## What this task involves
Pull out every line in the material below that contains the string "white". Case counts.

Records from a point labeling set:
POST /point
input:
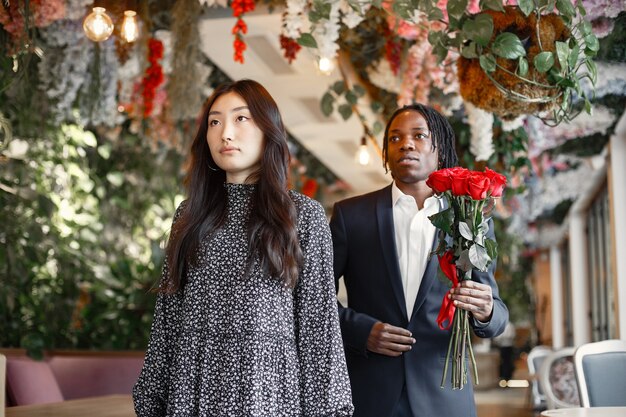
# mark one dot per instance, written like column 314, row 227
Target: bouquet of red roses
column 469, row 194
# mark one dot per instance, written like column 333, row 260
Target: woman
column 246, row 319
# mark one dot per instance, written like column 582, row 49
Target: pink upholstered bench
column 66, row 375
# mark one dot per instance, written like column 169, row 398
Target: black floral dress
column 236, row 345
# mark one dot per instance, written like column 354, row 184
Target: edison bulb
column 130, row 28
column 326, row 65
column 98, row 26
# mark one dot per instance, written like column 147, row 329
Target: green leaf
column 478, row 29
column 323, row 8
column 591, row 42
column 466, row 231
column 441, row 52
column 562, row 53
column 351, row 97
column 487, row 62
column 443, row 220
column 307, row 40
column 339, row 87
column 491, row 4
column 463, row 262
column 492, row 248
column 434, row 14
column 522, row 66
column 478, row 257
column 508, row 45
column 456, row 8
column 326, row 104
column 572, row 59
column 403, row 9
column 345, row 110
column 359, row 91
column 543, row 61
column 526, row 6
column 585, row 28
column 376, row 106
column 593, row 70
column 469, row 51
column 115, row 178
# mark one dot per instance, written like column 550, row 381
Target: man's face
column 411, row 156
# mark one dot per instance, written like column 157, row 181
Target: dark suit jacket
column 365, row 255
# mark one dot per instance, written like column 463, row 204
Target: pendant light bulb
column 130, row 28
column 98, row 26
column 362, row 154
column 325, row 65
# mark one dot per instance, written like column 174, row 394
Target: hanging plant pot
column 509, row 77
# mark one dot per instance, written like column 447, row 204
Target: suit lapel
column 430, row 273
column 384, row 213
column 429, row 277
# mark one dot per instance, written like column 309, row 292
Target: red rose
column 459, row 177
column 477, row 185
column 497, row 182
column 439, row 181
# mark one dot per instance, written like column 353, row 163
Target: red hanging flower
column 239, row 8
column 153, row 77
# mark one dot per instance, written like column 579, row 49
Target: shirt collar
column 430, row 203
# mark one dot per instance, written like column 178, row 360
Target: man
column 382, row 240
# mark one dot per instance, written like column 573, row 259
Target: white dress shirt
column 414, row 239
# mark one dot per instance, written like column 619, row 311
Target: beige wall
column 542, row 293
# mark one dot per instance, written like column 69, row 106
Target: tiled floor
column 506, row 402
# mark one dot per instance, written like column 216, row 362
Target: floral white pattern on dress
column 230, row 345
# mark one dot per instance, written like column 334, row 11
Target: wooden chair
column 601, row 373
column 3, row 376
column 558, row 379
column 535, row 359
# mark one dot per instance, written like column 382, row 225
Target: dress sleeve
column 150, row 392
column 324, row 383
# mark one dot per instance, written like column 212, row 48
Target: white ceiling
column 297, row 88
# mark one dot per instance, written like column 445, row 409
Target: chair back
column 557, row 379
column 601, row 373
column 3, row 376
column 535, row 358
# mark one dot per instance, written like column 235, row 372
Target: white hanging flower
column 294, row 18
column 327, row 33
column 481, row 128
column 211, row 3
column 510, row 125
column 546, row 137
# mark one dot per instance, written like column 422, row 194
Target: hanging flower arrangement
column 153, row 77
column 531, row 58
column 239, row 8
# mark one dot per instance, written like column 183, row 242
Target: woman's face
column 235, row 141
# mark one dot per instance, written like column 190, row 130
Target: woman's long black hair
column 272, row 230
column 441, row 134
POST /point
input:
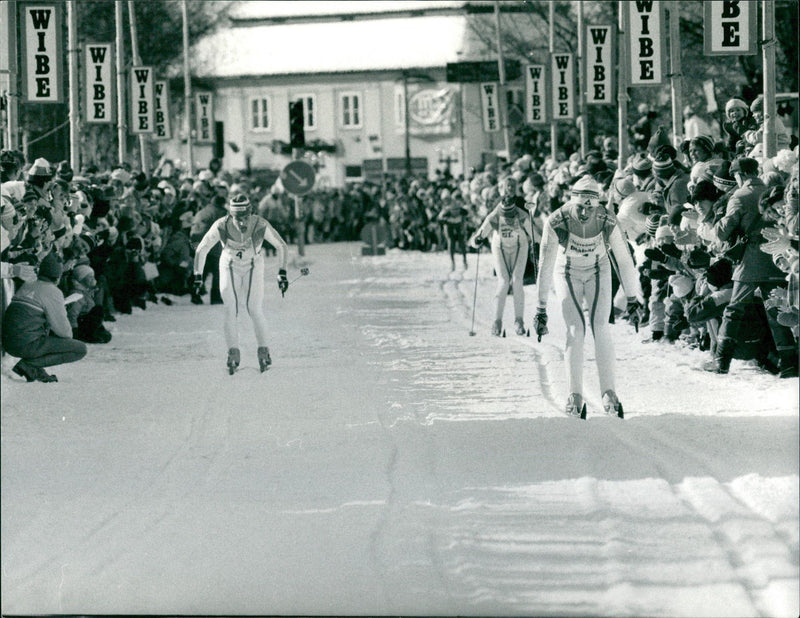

## Final result
Target: white dress shirt
Target: floral white pattern on dress
Target: white ceiling
Target: white hanging flower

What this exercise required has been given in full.